How to complete this task. Find the line with "pixel 38 117" in the entries below, then reproduce it and every line after it down to and including the line with "Pick out the window", exactly.

Natural-language object grounding data.
════════════════

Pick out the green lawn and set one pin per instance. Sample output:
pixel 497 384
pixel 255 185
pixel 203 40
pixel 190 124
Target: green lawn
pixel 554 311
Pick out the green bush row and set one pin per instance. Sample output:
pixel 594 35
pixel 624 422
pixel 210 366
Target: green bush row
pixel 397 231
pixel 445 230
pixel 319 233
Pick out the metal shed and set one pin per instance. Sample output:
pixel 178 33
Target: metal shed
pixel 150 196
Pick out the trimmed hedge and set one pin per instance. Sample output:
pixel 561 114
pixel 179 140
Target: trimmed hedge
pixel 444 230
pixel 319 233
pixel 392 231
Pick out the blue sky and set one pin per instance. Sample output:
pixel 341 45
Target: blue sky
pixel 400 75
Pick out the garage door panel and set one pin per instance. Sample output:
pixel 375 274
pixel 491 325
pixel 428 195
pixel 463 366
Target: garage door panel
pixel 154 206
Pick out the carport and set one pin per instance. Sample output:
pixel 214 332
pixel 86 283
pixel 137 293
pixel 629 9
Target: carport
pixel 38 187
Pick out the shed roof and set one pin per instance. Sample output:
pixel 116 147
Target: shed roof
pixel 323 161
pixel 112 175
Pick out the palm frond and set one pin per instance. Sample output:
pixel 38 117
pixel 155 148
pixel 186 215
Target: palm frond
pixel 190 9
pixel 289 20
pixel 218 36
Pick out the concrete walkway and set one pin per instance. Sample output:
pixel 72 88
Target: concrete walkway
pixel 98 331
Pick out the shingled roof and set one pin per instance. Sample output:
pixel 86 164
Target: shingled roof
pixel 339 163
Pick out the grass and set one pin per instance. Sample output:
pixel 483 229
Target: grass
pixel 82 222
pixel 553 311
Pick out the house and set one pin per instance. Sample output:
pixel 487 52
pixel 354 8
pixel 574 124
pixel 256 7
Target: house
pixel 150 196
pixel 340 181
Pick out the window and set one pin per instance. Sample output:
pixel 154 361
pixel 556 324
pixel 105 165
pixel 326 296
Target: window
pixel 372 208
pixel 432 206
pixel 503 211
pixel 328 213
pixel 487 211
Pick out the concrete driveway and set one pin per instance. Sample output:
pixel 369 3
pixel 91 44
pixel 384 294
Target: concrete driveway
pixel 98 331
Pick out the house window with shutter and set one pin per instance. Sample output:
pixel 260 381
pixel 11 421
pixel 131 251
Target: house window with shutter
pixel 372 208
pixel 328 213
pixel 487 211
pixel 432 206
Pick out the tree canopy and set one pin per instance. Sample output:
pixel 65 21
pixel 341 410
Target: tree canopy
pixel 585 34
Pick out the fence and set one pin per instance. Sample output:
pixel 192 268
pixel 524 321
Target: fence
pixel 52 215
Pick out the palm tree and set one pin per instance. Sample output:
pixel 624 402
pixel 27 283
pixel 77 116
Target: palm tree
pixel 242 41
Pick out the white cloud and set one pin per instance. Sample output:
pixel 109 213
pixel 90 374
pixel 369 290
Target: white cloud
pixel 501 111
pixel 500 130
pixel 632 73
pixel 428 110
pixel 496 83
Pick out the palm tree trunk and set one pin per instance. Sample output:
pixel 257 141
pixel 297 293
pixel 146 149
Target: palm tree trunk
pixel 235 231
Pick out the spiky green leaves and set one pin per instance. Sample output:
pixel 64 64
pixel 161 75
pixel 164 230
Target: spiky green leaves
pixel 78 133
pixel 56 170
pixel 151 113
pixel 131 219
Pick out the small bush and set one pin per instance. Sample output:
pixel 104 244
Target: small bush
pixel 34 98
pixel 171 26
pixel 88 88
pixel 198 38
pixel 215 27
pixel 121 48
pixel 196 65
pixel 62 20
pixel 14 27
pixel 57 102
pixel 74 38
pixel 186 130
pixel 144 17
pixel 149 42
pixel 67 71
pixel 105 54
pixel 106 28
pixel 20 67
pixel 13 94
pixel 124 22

════════════════

Exercise response.
pixel 38 117
pixel 155 148
pixel 186 215
Target: palm frond
pixel 190 9
pixel 289 20
pixel 218 36
Pick out the concrete walkway and set one pin per instance. Sample output:
pixel 72 88
Target: concrete walkway
pixel 98 331
Pick out the shingled roof and set one pin per instance. Sample output:
pixel 86 164
Target: shingled roof
pixel 339 163
Pick out the grass and set one pin per instance. Sample output:
pixel 483 229
Target: grass
pixel 82 222
pixel 553 311
Pick out the house and set one pin per instance. Sample output:
pixel 487 52
pixel 354 8
pixel 574 124
pixel 256 7
Target: house
pixel 150 196
pixel 340 181
Pick out the window and set one pin per instance. Sample output:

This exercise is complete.